**Exercise brief**. The line containing "Target: eyeglass lens" marks where to begin; quote it and every line after it through the end of the data, exactly as written.

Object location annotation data
☆ ☆ ☆

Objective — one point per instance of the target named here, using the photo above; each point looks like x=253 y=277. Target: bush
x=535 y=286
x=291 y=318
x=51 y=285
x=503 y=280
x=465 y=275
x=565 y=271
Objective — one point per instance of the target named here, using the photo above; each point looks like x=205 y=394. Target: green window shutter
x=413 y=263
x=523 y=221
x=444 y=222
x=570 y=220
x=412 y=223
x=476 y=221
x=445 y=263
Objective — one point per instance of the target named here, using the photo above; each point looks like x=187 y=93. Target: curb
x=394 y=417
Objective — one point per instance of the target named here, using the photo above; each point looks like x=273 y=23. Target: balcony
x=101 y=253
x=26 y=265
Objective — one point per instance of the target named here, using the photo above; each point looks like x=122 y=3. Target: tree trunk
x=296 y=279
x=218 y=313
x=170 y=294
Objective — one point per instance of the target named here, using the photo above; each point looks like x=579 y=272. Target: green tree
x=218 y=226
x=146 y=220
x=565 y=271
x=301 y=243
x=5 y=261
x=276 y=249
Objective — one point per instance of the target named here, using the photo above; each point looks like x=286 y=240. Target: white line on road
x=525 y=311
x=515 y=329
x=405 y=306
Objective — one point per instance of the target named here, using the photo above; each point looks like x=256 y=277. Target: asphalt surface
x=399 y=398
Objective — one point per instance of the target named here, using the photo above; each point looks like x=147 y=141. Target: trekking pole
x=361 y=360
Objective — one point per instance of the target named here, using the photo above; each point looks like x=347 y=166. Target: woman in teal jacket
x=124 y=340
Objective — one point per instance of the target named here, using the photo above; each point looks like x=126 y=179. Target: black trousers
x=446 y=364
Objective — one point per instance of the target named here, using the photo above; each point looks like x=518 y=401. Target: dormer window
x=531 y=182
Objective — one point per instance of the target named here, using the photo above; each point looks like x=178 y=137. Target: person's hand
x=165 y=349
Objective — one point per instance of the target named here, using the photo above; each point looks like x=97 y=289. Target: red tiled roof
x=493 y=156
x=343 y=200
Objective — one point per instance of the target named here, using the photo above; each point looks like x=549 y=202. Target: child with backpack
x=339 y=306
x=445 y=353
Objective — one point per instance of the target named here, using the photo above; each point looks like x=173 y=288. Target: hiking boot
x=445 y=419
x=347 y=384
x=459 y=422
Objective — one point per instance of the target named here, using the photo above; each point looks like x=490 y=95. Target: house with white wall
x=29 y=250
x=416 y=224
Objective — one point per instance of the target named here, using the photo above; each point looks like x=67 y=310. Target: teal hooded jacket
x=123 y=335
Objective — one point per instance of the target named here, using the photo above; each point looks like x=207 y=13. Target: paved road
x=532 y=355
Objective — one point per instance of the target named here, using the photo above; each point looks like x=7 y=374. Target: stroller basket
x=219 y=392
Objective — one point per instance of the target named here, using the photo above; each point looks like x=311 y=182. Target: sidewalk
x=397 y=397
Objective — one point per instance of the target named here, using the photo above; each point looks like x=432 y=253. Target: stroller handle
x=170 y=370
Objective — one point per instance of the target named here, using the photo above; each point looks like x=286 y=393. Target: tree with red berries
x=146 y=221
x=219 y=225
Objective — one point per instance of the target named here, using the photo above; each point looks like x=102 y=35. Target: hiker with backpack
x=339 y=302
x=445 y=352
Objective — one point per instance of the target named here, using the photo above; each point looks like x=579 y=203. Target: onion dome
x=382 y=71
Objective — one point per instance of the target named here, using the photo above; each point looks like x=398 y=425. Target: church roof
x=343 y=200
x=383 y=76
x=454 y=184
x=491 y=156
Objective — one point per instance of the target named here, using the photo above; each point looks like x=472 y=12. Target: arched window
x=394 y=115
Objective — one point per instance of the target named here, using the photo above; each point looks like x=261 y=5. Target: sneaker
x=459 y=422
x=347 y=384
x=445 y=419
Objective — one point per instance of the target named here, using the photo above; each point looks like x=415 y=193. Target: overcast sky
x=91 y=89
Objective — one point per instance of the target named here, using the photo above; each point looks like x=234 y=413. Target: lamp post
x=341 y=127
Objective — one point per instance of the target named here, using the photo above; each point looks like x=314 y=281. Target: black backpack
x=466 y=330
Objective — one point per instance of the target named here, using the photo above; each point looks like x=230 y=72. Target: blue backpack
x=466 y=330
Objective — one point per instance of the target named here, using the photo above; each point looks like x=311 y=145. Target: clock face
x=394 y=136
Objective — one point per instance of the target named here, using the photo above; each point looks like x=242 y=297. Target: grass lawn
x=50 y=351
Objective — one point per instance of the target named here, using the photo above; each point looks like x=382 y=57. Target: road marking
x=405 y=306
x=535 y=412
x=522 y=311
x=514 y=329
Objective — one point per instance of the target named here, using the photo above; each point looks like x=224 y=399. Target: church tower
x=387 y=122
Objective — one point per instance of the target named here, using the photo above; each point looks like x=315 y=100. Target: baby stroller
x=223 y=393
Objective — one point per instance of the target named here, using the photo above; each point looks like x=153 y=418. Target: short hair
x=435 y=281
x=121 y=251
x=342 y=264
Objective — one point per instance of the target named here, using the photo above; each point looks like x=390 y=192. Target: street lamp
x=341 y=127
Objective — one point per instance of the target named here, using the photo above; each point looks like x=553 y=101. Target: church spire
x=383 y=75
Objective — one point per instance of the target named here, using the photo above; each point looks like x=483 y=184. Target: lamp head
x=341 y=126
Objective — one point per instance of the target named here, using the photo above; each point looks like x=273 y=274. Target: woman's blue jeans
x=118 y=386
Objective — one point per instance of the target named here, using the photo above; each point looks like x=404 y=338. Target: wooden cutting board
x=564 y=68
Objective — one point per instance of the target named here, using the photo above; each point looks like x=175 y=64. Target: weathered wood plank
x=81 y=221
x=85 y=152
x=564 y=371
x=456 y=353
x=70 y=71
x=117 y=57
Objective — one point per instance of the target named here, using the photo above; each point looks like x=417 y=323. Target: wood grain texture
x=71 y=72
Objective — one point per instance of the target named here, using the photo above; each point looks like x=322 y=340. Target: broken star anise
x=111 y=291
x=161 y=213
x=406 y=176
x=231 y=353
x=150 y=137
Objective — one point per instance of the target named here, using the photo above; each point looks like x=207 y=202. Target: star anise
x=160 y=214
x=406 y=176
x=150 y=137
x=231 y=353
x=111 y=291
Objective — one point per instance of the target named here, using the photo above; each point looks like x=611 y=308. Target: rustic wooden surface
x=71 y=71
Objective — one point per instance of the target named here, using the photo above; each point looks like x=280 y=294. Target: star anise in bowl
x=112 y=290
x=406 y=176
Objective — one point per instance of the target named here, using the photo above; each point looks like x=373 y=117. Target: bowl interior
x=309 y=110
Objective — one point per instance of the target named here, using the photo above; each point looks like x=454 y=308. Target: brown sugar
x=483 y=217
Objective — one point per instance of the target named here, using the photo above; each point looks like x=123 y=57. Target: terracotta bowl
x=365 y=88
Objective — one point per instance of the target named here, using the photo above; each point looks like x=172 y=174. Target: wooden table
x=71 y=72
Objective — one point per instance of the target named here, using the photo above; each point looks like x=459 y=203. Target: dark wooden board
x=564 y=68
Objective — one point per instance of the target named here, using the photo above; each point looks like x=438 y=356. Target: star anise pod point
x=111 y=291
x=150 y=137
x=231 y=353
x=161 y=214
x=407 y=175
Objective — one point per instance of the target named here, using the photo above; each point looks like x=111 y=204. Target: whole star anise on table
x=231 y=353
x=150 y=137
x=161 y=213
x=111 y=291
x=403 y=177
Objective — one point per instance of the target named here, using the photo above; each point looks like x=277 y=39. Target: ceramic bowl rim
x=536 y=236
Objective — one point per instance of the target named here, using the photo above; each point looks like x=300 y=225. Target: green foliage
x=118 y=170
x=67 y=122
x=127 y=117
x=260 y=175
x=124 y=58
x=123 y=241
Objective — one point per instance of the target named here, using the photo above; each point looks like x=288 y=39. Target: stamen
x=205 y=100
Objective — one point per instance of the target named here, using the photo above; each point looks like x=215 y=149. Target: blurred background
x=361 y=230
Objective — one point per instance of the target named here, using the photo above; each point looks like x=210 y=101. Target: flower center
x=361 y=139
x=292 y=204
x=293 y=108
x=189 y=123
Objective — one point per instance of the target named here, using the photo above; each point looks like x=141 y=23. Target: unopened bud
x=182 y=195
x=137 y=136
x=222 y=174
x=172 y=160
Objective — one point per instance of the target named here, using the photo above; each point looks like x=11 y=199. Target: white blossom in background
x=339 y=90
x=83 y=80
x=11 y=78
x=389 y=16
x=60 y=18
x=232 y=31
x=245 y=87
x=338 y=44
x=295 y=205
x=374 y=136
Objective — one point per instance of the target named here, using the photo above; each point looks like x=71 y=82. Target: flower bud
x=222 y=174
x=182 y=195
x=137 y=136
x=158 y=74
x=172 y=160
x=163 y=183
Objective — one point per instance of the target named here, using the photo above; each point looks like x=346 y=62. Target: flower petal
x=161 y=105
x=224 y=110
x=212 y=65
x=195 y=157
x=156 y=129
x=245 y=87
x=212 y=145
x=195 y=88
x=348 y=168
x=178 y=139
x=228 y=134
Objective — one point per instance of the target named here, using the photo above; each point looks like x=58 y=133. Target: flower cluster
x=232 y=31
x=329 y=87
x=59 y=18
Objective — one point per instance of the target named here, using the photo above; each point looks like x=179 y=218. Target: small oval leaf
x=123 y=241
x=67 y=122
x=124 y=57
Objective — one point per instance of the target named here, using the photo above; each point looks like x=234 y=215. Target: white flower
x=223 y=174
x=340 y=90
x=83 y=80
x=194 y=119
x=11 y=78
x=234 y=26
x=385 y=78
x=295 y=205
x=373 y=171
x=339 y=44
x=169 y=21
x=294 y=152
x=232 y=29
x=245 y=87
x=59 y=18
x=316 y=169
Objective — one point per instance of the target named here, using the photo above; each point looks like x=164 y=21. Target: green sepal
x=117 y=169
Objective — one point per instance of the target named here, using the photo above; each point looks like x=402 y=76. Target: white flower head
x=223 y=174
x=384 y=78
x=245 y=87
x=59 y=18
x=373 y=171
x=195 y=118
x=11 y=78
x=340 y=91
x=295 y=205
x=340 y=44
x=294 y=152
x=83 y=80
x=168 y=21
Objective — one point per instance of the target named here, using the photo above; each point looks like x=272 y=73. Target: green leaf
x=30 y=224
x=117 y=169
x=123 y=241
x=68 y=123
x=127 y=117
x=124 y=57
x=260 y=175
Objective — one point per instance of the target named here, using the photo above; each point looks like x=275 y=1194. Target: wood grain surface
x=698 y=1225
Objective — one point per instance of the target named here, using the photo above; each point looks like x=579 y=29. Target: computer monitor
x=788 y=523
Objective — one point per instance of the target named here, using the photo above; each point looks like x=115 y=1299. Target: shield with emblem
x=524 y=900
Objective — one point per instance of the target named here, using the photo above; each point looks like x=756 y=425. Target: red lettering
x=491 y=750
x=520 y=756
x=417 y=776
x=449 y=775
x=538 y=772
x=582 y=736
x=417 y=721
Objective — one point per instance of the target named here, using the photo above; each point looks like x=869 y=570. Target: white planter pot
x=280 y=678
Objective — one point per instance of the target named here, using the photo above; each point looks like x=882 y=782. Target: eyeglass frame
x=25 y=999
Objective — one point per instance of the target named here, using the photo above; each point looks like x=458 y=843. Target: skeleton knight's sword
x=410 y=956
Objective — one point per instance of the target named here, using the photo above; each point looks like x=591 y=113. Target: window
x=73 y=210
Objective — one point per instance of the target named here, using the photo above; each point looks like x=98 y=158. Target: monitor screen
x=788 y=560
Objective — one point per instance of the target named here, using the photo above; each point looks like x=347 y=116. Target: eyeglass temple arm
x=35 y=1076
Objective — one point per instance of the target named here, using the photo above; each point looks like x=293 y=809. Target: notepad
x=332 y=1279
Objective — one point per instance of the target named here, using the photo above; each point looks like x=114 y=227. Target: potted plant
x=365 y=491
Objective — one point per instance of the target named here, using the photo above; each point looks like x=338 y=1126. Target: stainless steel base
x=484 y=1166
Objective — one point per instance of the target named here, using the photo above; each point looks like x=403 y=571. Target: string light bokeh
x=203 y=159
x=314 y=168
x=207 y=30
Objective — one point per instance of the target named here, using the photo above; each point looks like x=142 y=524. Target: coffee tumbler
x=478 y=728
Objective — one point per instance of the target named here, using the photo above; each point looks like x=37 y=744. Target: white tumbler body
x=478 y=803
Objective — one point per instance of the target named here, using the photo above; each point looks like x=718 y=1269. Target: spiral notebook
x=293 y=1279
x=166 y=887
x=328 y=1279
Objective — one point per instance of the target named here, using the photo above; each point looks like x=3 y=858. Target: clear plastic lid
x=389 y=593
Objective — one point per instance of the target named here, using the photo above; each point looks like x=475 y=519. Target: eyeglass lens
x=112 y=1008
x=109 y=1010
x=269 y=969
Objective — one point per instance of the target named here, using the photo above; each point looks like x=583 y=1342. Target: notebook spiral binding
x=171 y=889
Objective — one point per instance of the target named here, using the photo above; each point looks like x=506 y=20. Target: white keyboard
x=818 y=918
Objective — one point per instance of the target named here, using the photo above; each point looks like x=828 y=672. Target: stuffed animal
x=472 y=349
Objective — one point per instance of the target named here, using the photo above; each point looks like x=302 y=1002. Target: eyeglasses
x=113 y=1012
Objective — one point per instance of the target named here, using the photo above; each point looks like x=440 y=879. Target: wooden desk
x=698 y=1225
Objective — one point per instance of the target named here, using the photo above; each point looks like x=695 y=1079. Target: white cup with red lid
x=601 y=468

☆ ☆ ☆

**Full output**.
Objective — one point per instance of the target named here, using the photo above; each point looks like x=475 y=519. Target: eyeglass lens
x=112 y=1008
x=109 y=1010
x=269 y=969
Objective — one point per instance of the target named here, using the photo above; each point looks like x=583 y=1342. Target: notebook spiral binding
x=171 y=889
Objective — one point per instance of the target named here, using the photo above; each point looks like x=506 y=20. Target: white keyboard
x=818 y=918
Objective — one point per instance of the target named here, using the photo above; each point looks like x=828 y=672. Target: stuffed animal
x=472 y=349
Objective — one point per instance of the target named here, using the photo above; each point looks like x=302 y=1002. Target: eyeglasses
x=113 y=1012
Objective — one point per instance of the target named here, using the photo above; each point looks like x=440 y=879. Target: wooden desk
x=698 y=1225
Objective — one point per instance of the target named here, using the photo above; each point looks like x=695 y=1079. Target: white cup with red lid
x=601 y=468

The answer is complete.